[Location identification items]

────────────────────

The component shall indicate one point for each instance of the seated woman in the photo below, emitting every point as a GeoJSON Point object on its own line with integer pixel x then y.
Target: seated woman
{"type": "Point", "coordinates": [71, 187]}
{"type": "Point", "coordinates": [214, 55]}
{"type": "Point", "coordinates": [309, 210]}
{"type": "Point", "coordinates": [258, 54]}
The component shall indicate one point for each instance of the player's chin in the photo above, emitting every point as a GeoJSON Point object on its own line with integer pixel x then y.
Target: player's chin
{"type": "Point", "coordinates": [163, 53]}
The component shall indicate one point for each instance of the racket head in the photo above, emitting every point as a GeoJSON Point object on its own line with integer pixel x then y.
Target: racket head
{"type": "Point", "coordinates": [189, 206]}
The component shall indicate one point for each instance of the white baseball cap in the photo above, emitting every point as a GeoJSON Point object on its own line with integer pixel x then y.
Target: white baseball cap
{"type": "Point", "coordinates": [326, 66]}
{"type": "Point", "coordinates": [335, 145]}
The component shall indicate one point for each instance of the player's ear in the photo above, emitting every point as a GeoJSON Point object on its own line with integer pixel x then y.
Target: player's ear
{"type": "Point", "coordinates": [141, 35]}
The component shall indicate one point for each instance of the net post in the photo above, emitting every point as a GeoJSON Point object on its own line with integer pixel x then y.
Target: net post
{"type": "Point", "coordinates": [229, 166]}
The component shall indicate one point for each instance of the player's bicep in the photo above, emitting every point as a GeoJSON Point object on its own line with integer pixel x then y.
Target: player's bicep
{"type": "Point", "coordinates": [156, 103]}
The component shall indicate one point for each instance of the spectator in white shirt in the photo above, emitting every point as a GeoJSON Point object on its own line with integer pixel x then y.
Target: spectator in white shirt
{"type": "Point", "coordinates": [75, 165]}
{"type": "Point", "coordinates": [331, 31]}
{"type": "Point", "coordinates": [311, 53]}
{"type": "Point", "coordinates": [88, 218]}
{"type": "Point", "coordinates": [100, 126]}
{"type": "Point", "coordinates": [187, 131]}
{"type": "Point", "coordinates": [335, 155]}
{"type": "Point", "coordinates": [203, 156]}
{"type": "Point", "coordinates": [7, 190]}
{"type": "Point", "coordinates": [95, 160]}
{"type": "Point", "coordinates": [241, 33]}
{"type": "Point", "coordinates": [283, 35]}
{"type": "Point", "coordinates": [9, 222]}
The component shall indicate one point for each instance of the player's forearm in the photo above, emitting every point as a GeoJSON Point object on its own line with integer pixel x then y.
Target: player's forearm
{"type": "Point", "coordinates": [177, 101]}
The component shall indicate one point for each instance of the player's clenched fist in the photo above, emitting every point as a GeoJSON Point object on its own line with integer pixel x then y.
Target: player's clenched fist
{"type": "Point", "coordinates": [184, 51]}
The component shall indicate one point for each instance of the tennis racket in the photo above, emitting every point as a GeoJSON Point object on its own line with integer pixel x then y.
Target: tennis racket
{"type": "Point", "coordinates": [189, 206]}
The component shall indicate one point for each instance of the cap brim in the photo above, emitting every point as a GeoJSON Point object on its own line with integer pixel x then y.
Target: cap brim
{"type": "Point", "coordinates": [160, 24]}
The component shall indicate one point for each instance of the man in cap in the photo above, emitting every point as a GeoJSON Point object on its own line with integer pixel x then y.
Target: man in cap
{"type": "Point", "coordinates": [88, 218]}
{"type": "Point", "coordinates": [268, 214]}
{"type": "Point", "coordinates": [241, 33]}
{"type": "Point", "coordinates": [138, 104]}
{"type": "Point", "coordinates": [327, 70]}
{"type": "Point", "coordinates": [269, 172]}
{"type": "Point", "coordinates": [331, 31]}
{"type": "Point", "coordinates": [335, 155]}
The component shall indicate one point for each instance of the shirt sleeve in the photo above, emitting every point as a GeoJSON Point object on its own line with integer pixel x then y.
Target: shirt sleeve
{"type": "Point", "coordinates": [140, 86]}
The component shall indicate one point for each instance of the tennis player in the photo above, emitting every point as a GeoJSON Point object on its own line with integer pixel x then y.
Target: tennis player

────────────────────

**Given task**: Rewrite every line of the records above as a numbered list, leaving out any blank lines.

**Exercise output**:
1. The component shall indicate one point for each instance of the seated woman in the photo below, emitting every point as a GeoJSON Point object on its own line with integer pixel x then y.
2. Target: seated woman
3. {"type": "Point", "coordinates": [71, 187]}
4. {"type": "Point", "coordinates": [214, 55]}
5. {"type": "Point", "coordinates": [309, 210]}
6. {"type": "Point", "coordinates": [258, 54]}
7. The component shall indicate one point for each instance of the player's chin in the photo above, emitting every point as a GeoJSON Point object on its own line with integer pixel x then y.
8. Target: player's chin
9. {"type": "Point", "coordinates": [163, 53]}
10. The component shall indicate one point for each instance of the racket head in the photo above, emitting every point as a GeoJSON Point object on its own line with integer pixel x then y.
11. Target: racket head
12. {"type": "Point", "coordinates": [189, 206]}
13. The component shall indicate one point for each instance of the white baseball cap in the photo above, emitting every point as a GeoJSON Point object on its own line with integer pixel x then y.
14. Target: white baseball cap
15. {"type": "Point", "coordinates": [326, 66]}
16. {"type": "Point", "coordinates": [335, 145]}
17. The component shall indicate one point for each instance of the player's ear in the photo above, emitting every point as a GeoJSON Point object on its own line with integer pixel x then y.
18. Target: player's ear
19. {"type": "Point", "coordinates": [141, 35]}
20. The component shall indicate one point for each instance of the net post in the photo above, emitting every point as a GeoJSON Point object on its own line with integer pixel x then y.
21. Target: net post
22. {"type": "Point", "coordinates": [229, 166]}
23. The component shall indicate one point for each instance of the player's bicep in the photo above, emitting every point as a GeoJSON Point object on its own line with integer pixel x then y.
24. Target: player's bicep
25. {"type": "Point", "coordinates": [156, 103]}
26. The component shall indicate one point for each instance of the spectator in white shirt in the photo above, emitting every point as a GeoJSON Point object on its own line with integer pixel x then y.
27. Target: spectator in white shirt
28. {"type": "Point", "coordinates": [75, 165]}
29. {"type": "Point", "coordinates": [331, 31]}
30. {"type": "Point", "coordinates": [311, 53]}
31. {"type": "Point", "coordinates": [88, 218]}
32. {"type": "Point", "coordinates": [100, 126]}
33. {"type": "Point", "coordinates": [187, 131]}
34. {"type": "Point", "coordinates": [335, 155]}
35. {"type": "Point", "coordinates": [203, 156]}
36. {"type": "Point", "coordinates": [7, 190]}
37. {"type": "Point", "coordinates": [95, 160]}
38. {"type": "Point", "coordinates": [241, 33]}
39. {"type": "Point", "coordinates": [283, 35]}
40. {"type": "Point", "coordinates": [9, 222]}
41. The component shall indicate one point for each instance of the player's forearm in the photo above, emitting every point as a GeoJSON Point object on its own line with integer pixel x then y.
42. Target: player's forearm
43. {"type": "Point", "coordinates": [177, 101]}
44. The component shall indicate one point for each instance of the player's clenched fist in the photo above, emitting every point as a GeoJSON Point object on its own line with integer pixel x then y.
45. Target: player's clenched fist
46. {"type": "Point", "coordinates": [184, 51]}
47. The component shall indicate one point for each instance of the tennis racket in the photo above, emitting every point as a GeoJSON Point object on its own line with integer pixel x then y.
48. Target: tennis racket
49. {"type": "Point", "coordinates": [189, 206]}
50. The component shall indicate one point for each instance of the cap brim in the photo above, emitting every point as a GeoJSON Point object on its own line with integer pixel x then y.
51. Target: cap brim
52. {"type": "Point", "coordinates": [160, 24]}
53. The component shall indicate one point for each instance of the man in cap in the photo above, emitting every point as a GeoJSON Point object on its own line with integer pixel x then y.
54. Target: man in cap
55. {"type": "Point", "coordinates": [88, 218]}
56. {"type": "Point", "coordinates": [268, 214]}
57. {"type": "Point", "coordinates": [241, 33]}
58. {"type": "Point", "coordinates": [138, 104]}
59. {"type": "Point", "coordinates": [327, 70]}
60. {"type": "Point", "coordinates": [269, 172]}
61. {"type": "Point", "coordinates": [331, 31]}
62. {"type": "Point", "coordinates": [335, 155]}
63. The component shall indicate one point for each instance of the shirt sleeve in the photo above, emitting every point as a GeoJSON Point object on its own line with integer pixel x then y.
64. Target: shirt sleeve
65. {"type": "Point", "coordinates": [140, 86]}
66. The component shall indicate one point for each instance of the tennis player in the photo above, emitting every point as a GeoJSON Point object on its own line with integer pixel x then y.
67. Target: tennis player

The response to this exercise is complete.